#### Data to process

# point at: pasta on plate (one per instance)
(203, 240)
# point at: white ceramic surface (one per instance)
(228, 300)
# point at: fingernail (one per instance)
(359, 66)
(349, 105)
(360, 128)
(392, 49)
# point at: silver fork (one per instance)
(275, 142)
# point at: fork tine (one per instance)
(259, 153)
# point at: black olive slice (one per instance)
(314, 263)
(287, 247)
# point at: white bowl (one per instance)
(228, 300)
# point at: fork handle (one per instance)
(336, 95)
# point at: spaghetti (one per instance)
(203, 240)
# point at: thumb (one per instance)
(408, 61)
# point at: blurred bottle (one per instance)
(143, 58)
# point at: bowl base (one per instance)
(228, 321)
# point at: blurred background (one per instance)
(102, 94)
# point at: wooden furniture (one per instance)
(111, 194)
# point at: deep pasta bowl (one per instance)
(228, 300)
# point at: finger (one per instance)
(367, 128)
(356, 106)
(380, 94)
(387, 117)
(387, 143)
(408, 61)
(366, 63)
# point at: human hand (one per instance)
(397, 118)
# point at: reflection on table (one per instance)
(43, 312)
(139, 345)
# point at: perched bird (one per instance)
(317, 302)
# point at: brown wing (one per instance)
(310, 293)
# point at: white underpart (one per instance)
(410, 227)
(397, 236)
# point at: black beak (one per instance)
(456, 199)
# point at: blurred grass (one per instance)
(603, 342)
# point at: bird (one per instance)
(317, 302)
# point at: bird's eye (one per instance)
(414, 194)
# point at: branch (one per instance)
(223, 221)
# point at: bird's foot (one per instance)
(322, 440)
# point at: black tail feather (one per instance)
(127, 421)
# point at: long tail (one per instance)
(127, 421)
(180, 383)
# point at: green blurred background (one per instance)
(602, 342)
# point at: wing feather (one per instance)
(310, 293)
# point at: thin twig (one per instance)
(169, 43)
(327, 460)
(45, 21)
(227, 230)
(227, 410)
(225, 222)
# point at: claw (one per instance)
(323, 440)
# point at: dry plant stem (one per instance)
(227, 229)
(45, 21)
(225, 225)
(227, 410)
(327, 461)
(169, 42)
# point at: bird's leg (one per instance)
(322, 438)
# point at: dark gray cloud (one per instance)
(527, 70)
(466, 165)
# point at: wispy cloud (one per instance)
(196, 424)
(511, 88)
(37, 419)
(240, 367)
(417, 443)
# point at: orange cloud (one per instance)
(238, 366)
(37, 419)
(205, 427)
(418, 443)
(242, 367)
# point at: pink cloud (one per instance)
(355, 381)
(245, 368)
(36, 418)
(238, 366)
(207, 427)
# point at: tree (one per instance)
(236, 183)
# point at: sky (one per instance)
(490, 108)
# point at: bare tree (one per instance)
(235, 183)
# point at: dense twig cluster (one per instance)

########

The answer consists solely of the lines from the one containing "# point at: orange cloud (one per instance)" through the last line of the data above, reproduced exactly.

• Answer for this exercise:
# point at: orange cloud (one per instance)
(238, 366)
(37, 419)
(205, 427)
(418, 443)
(242, 367)
# point at: pink cloud (one per instance)
(355, 381)
(245, 368)
(36, 418)
(238, 366)
(207, 427)
# point at: tree (one per instance)
(236, 183)
# point at: sky (one per instance)
(490, 108)
# point at: bare tree (one per instance)
(235, 183)
# point at: dense twig cluster (one per instance)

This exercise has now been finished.